• [What to work on]: Rewrite all the records below, replacing every "largest disc" with "biggest circle" and changing nothing else. Leave out the pictures.

• [Source material]:
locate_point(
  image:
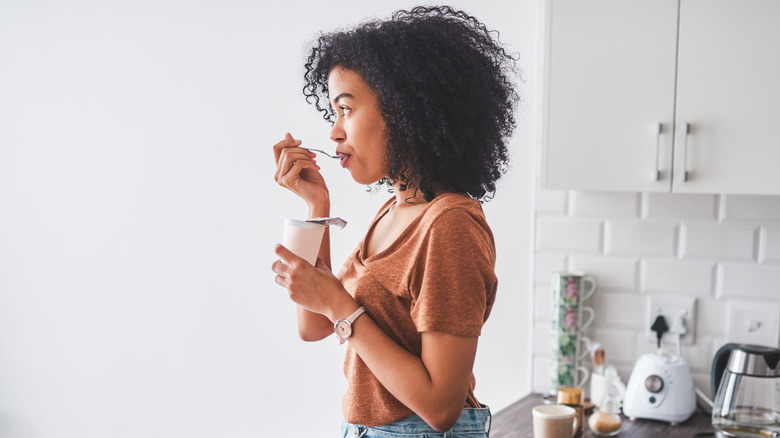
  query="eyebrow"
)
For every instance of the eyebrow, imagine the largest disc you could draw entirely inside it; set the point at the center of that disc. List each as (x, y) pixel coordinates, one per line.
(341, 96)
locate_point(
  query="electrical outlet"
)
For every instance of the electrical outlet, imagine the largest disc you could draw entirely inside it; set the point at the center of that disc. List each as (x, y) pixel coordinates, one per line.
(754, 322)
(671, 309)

• [The result]:
locate_point(
  image:
  query="eyebrow"
)
For every instance of the eyebrow, imagine the biggest circle you could draw entirely inside it; set the point at the center of that disc. List each as (x, y) pixel coordinates, one per line.
(341, 96)
locate_point(
  query="electrical outlet"
)
For every instance of the electrical outlet, imagine the biggest circle you could draw entirely inside it; set the point at the center of that disc. List each as (x, y) pixel coordinates, one per line.
(754, 322)
(671, 309)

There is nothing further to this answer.